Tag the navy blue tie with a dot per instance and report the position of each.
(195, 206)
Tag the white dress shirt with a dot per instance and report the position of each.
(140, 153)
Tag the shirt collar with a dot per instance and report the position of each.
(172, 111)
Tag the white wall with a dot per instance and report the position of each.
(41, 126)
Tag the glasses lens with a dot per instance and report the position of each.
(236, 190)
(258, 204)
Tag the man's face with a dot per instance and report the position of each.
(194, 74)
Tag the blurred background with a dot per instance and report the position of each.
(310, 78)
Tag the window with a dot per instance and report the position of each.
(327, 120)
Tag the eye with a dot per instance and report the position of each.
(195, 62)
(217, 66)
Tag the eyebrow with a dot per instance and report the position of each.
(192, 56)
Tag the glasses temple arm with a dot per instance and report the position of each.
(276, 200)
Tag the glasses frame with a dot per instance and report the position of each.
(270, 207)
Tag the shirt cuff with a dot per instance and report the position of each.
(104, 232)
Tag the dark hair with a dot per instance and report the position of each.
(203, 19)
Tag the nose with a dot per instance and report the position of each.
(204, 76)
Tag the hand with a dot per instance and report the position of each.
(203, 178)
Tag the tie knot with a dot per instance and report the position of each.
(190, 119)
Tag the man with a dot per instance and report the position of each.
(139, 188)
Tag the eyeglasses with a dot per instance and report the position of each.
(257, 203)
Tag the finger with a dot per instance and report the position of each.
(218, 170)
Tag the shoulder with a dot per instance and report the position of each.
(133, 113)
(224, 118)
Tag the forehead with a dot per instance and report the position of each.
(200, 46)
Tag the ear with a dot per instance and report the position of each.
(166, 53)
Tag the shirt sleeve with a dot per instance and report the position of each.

--

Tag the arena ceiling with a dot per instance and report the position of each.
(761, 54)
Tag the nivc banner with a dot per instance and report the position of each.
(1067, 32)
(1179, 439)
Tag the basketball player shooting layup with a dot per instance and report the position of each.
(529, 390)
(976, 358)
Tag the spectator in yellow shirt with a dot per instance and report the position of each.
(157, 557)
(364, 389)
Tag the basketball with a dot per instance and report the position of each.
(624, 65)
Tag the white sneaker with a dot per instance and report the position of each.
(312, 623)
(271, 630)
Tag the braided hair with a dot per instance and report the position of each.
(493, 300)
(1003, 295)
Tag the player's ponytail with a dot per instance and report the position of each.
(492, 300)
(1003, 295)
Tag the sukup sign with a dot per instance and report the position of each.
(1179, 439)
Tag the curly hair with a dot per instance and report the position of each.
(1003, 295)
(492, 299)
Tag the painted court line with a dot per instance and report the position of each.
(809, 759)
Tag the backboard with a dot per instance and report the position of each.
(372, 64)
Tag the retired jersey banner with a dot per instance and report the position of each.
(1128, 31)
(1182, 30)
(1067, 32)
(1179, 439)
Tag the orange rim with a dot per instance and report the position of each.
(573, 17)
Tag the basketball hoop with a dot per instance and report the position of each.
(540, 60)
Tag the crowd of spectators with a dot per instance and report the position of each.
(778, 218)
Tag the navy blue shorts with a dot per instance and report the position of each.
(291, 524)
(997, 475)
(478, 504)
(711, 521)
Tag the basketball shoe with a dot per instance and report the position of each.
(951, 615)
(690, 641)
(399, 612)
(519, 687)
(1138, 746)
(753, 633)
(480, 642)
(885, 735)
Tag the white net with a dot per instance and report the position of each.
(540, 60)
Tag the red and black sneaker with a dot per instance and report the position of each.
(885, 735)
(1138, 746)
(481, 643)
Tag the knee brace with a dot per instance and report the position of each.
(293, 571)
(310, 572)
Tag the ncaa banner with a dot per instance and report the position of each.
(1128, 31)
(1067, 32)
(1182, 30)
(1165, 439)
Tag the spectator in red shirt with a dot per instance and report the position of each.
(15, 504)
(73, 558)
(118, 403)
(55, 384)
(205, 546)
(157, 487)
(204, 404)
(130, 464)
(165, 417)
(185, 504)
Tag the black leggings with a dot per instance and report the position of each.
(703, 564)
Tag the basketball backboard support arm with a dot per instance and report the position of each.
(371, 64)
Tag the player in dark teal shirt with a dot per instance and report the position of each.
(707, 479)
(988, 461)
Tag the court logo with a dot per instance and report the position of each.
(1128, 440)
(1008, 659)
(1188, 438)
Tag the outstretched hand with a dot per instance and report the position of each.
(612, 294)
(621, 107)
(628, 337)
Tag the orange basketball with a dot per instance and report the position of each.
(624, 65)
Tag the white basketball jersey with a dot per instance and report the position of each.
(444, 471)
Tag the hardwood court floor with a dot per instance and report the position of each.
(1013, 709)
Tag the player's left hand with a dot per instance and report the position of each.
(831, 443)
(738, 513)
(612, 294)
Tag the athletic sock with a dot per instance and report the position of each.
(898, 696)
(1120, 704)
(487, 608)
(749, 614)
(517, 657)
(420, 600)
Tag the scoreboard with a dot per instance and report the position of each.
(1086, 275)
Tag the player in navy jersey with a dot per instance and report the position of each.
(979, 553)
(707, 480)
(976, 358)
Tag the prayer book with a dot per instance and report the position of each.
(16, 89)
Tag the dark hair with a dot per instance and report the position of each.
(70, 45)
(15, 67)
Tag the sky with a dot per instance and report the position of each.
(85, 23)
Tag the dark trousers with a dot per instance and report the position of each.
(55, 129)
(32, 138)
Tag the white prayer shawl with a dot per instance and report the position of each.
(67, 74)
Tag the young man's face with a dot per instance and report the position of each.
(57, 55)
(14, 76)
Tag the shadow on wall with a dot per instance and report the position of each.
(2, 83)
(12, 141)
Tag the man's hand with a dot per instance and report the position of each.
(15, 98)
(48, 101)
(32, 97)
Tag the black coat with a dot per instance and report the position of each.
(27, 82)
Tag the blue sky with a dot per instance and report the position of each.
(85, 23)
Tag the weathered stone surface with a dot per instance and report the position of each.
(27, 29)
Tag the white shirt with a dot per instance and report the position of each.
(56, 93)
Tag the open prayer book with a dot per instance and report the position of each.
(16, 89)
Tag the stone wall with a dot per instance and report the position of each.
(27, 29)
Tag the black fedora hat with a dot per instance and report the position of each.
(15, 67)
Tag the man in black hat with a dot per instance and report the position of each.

Description of the task -> Looking at the data above, return every line from the one with "Tag the weathered" down to the one with "Tag the man in", exactly and inclusively.

Written answer ->
Tag the weathered stone surface with a dot per instance and report the position of each.
(27, 29)
Tag the white shirt with a dot per instance and report the position of each.
(56, 93)
Tag the open prayer book with a dot per instance and report the position of each.
(16, 89)
Tag the stone wall with a dot per instance and report the position of each.
(27, 29)
Tag the black fedora hat with a dot per instance and report the position of each.
(15, 67)
Tag the man in black hat with a dot per instance and report the position of each.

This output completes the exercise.